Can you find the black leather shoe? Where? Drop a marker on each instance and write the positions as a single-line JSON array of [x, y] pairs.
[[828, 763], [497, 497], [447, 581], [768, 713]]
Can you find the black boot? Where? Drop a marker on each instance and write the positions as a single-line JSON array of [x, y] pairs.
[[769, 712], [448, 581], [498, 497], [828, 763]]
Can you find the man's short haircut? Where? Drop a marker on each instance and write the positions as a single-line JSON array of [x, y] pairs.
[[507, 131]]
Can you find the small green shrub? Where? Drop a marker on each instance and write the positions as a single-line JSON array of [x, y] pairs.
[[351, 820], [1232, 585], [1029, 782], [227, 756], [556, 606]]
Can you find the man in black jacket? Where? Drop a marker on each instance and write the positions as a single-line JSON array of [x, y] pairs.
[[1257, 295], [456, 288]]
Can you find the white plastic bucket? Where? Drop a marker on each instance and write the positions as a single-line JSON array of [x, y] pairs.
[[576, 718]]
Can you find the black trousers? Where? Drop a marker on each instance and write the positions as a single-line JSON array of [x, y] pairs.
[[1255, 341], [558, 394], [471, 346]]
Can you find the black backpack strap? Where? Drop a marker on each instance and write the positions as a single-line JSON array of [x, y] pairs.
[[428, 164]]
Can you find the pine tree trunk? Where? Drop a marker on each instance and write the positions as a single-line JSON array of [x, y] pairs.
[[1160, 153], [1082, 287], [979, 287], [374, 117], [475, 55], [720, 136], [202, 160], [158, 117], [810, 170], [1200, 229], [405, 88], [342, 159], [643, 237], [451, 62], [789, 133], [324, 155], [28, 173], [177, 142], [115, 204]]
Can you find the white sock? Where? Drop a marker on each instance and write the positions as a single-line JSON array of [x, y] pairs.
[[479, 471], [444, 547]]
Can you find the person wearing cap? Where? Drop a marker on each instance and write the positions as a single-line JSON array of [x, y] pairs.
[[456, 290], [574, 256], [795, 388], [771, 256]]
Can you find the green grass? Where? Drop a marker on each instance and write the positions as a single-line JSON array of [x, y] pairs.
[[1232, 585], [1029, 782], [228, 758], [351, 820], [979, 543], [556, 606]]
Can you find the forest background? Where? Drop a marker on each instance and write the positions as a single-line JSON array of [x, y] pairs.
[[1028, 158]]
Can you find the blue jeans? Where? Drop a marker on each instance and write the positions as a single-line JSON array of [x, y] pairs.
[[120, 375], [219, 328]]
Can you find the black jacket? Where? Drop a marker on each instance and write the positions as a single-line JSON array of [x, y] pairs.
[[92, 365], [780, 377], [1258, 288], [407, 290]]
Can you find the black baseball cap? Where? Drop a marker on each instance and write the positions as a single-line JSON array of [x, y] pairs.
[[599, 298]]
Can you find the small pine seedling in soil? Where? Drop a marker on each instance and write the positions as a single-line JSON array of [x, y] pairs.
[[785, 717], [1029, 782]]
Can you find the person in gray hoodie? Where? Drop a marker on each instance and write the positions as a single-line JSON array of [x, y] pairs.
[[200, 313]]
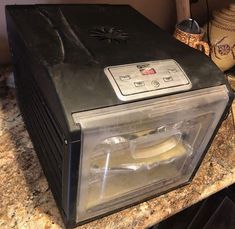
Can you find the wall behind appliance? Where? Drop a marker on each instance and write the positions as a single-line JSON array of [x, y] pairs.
[[160, 12]]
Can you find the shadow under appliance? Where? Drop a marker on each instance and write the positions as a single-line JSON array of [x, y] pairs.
[[117, 109]]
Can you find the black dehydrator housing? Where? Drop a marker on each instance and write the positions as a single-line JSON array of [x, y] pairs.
[[60, 53]]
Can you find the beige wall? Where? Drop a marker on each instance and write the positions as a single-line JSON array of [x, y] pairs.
[[161, 12]]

··········

What is required: Change "shrub" to "bush" in the lines that run from the start of the records through the line containing "[[351, 820], [1232, 585], [1029, 782], [227, 756], [556, 606]]", and write out only those lines with nothing else altered.

The reply:
Can you find the black leather shoe? Where? Drop a marker on each instance and write the positions as a single-line JSON array of [x, y] pairs.
[[828, 763], [497, 497], [447, 581], [768, 713]]
Can you find the black boot? Where? Drop a marker on each instance and write the positions as a single-line JSON array of [x, y] pairs.
[[769, 712], [448, 581], [498, 497], [828, 763]]
Can you find the man's short haircut? Where? Drop a marker on each instance and write the positions as a single-line JSON array of [x, y] pairs.
[[507, 131]]
Can you find the small green bush? Where? Drop a marker on each instance and write the positions as a single-line JSON array of [x, y] pairs.
[[351, 820], [1232, 585], [1029, 782], [227, 756], [556, 606]]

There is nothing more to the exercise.